Nous sommes en Corée. Elle a perdu sa voix subitement, une première fois à 17 ans, puis elle l'a retrouvée, mais reperdue il y a quelques mois. Dans l'intervalle, elle a eu un enfant. On ne saura rien du père inexistant. Elle vit plus que sobrement dans un petit appartement. Sa vie, monotone, c'est de marcher dans la nuit, prendre des bus pour rentrer, voir son enfant quand les institutions où il a dû être placé, vu son handicap à elle, lui en laisse le loisir. Et surtout, elle apprend le grec ancien, ce qui est fort rare en Corée, comme pour donner un sens à son existence en pointillés.
Lui est un coréen qui s'est installé quelques années en Allemagne. Il a eu des rapports difficiles avec son père aujourd'hui décédé, au contraire de sa grande proximité de coeur avec sa soeur. Rentré en Corée, l'obscurité tombe peu à peu sur sa vie, inexorable, face à une dégénérescence oculaire qui s'avance. Il est professeur de grec ancien…
Bien sûr, ils vont se rencontrer, dans ce cours où seuls quelques rares élèves se sont inscrits. Leur rencontre n'a rien à voir avec un coup de foudre...c'est tellement long déjà de se capter l'un l'autre, lorsqu'il manque un sens à chacun !

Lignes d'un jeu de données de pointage
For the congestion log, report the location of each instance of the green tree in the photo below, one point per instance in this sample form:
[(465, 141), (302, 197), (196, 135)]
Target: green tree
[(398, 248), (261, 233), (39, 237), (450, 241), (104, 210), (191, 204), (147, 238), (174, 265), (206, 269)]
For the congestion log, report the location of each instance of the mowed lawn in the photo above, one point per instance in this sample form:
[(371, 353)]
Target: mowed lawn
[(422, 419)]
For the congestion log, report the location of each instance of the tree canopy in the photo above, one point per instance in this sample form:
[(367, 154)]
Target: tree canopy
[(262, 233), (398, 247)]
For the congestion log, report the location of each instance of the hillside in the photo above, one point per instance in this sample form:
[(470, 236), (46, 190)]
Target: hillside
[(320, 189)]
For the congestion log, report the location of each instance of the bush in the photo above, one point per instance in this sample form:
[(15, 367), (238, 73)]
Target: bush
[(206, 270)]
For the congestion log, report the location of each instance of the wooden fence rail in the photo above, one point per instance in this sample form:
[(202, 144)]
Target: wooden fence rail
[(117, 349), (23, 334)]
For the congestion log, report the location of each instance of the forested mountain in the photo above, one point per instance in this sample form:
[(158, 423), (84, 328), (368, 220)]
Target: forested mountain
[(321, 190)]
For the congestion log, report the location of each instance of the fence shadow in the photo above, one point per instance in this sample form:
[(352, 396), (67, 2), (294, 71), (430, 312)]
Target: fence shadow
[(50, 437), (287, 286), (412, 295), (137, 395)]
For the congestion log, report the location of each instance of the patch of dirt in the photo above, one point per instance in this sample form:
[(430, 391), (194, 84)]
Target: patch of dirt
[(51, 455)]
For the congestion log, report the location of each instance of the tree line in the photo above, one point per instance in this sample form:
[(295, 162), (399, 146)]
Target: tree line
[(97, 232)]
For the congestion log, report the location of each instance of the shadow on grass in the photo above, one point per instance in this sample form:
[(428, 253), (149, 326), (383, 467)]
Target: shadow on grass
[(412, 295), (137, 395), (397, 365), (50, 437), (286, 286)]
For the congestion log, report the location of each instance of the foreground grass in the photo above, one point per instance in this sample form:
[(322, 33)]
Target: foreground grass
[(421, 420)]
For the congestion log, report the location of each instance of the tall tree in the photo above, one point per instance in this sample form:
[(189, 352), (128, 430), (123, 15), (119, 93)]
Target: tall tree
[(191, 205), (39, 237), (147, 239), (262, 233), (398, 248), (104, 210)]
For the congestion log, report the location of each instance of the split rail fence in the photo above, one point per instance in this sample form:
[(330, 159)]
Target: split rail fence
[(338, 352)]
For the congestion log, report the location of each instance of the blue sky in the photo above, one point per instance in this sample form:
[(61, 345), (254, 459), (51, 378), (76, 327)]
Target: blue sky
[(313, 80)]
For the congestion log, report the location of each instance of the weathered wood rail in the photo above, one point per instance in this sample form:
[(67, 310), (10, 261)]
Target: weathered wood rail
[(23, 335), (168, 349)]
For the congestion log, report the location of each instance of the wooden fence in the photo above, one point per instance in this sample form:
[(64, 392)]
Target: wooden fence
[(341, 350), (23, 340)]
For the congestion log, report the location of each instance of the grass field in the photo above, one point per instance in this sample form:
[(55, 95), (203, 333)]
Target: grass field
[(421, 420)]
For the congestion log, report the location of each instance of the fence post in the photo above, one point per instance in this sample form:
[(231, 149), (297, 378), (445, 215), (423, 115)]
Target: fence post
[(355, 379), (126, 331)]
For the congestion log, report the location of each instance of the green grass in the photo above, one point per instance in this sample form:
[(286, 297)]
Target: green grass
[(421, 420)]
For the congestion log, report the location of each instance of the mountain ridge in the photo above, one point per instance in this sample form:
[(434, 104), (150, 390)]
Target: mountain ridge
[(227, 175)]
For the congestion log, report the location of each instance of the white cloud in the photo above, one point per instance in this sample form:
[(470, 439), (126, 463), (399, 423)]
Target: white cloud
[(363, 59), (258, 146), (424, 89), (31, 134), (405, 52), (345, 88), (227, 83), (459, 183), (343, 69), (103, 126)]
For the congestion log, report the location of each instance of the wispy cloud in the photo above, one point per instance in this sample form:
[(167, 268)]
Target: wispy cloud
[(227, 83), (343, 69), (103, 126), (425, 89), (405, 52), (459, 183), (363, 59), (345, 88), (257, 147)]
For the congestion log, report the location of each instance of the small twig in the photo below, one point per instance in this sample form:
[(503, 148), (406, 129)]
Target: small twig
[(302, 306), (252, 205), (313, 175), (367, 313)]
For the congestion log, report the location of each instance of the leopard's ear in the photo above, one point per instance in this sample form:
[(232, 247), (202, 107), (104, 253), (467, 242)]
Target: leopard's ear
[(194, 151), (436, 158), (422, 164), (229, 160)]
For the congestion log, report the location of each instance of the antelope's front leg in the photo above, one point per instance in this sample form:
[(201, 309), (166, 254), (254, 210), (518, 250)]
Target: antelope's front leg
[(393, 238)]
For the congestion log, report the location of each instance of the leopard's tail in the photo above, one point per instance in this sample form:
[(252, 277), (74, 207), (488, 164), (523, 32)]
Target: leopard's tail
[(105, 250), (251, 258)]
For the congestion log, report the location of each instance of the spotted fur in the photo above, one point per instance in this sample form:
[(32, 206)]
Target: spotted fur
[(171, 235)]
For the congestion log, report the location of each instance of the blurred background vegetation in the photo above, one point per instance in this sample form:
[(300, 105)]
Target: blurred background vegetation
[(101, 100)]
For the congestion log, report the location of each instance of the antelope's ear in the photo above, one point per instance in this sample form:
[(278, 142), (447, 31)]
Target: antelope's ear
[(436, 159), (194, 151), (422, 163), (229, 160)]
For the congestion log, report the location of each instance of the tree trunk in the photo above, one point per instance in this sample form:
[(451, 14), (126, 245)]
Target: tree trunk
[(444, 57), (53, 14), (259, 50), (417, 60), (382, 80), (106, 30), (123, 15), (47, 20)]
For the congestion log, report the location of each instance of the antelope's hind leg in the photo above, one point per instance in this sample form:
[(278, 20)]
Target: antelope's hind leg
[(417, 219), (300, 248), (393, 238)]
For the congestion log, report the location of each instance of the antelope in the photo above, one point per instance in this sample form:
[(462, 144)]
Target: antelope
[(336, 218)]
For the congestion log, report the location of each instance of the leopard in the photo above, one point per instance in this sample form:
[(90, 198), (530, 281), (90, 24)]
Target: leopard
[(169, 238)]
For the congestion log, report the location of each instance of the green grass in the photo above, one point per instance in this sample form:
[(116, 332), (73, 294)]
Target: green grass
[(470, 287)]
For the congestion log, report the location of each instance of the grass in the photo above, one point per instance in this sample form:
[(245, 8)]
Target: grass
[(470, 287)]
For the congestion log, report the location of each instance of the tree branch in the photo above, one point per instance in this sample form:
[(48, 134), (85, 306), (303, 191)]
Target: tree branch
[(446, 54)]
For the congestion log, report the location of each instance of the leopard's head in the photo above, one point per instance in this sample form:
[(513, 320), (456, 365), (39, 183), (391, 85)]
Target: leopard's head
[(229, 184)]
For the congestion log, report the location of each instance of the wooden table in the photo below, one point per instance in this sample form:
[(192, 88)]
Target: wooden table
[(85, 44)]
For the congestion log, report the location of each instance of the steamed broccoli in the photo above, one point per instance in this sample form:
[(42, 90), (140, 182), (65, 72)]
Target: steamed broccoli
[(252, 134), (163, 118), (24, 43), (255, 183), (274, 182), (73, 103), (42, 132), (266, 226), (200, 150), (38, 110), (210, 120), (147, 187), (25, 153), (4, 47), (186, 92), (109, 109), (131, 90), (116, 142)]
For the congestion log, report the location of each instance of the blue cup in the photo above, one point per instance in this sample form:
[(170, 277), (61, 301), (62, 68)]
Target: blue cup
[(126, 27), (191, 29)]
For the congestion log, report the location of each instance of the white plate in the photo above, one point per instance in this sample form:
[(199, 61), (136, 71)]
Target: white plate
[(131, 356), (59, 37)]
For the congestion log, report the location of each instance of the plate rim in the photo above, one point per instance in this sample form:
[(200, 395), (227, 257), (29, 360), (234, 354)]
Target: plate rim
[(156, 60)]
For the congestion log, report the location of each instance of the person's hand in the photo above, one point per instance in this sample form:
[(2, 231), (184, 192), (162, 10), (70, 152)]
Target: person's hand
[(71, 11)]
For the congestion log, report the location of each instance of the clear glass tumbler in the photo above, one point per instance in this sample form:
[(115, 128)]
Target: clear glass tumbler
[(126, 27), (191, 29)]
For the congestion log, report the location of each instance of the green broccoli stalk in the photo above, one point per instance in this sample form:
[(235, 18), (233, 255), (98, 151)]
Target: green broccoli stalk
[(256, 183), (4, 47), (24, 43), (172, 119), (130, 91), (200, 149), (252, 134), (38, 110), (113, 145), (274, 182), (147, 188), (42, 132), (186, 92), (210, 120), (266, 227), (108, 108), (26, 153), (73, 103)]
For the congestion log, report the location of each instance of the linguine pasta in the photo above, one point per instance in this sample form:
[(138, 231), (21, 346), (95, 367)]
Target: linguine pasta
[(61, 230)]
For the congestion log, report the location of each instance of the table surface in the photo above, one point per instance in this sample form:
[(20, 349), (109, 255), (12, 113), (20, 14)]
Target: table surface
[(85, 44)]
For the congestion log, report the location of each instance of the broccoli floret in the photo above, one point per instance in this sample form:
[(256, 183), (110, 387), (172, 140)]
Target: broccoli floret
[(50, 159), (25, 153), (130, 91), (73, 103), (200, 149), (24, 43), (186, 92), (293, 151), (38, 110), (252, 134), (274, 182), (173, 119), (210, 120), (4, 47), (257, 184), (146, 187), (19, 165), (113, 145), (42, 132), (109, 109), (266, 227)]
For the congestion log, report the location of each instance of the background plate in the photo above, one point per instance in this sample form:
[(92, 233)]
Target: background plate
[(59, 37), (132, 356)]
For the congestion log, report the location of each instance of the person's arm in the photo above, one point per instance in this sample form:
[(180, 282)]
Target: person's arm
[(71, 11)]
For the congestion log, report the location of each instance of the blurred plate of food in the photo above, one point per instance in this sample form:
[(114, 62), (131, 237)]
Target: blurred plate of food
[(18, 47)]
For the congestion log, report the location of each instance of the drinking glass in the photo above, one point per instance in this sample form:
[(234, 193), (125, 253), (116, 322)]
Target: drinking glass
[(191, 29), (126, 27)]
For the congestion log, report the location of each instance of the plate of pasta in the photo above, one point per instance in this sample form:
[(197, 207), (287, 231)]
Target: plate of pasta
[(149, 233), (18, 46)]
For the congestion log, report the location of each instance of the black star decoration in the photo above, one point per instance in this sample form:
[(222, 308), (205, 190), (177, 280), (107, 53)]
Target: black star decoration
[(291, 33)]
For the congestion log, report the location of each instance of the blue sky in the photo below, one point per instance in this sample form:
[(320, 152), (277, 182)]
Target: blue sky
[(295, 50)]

CONSIGNE.
Dans l'article, recopie le passage qui commence par les mots « Lui est un coréen » et se termine par « sens à chacun ! », en remplaçant « Allemagne » par « Italie ».

RÉPONSE.
Lui est un coréen qui s'est installé quelques années en Italie. Il a eu des rapports difficiles avec son père aujourd'hui décédé, au contraire de sa grande proximité de coeur avec sa soeur. Rentré en Corée, l'obscurité tombe peu à peu sur sa vie, inexorable, face à une dégénérescence oculaire qui s'avance. Il est professeur de grec ancien…
Bien sûr, ils vont se rencontrer, dans ce cours où seuls quelques rares élèves se sont inscrits. Leur rencontre n'a rien à voir avec un coup de foudre...c'est tellement long déjà de se capter l'un l'autre, lorsqu'il manque un sens à chacun !